**Records for this task:**
** begin **

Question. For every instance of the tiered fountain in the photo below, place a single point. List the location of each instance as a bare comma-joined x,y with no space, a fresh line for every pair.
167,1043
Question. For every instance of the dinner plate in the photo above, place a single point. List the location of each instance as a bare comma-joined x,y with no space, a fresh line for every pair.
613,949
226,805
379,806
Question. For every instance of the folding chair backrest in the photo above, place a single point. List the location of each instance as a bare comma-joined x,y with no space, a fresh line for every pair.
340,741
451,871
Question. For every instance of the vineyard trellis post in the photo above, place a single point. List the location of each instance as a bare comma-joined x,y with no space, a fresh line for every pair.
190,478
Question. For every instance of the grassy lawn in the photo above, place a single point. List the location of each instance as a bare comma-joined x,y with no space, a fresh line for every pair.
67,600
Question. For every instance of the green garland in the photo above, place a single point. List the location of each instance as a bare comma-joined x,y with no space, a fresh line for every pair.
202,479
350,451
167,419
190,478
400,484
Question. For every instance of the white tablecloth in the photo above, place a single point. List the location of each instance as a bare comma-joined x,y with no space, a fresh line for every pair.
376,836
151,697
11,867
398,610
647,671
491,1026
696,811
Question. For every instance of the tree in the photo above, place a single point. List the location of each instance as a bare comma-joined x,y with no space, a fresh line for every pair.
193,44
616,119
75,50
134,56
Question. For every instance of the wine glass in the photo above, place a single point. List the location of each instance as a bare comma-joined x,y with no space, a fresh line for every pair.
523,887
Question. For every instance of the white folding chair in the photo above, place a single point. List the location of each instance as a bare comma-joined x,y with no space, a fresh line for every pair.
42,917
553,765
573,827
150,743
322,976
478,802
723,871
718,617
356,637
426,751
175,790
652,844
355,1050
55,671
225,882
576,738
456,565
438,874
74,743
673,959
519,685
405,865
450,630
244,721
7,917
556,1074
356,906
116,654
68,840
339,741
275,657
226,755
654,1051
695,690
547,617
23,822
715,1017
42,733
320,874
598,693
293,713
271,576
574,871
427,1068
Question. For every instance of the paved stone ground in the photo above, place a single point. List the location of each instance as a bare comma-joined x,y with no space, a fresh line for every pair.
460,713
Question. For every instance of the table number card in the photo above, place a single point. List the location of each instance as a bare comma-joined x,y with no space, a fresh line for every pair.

** end **

**Direction:**
The lines to reproduce run from the one that contains "Question. For every instance of the wine" through the last line above; copy them exactly.

**Final answer:**
Question. For every instance of the wine glass in the photo above, place a single point. List the location of each instance as a bare comma-joined x,y with no space, a fresh line for every pair.
523,887
Question. For every instance of the white folding chair in the photo above, place a single point. List the location of each instance as a bare comma-joined x,y with no space, a fresh line for every pair.
42,917
553,765
573,827
150,743
322,976
478,802
723,871
718,617
356,637
426,751
175,790
652,844
355,1050
55,671
225,882
576,738
456,565
438,874
74,743
673,959
519,685
405,865
450,630
244,721
7,917
556,1074
356,906
116,654
68,840
339,741
275,657
226,755
654,1051
695,690
547,617
23,822
715,1017
42,733
320,874
598,693
293,713
271,576
574,871
427,1068
Question. For every instance of the paved stone ground in the photo above, place a single point. List the location of each instance as a bare comma-joined x,y with no space, a fresh line for every pair.
460,713
Question. For every instance of the table number card in the photo above, place a single point. List the location of each instance as a bare comma-joined x,y with no space, a fresh line for every pair.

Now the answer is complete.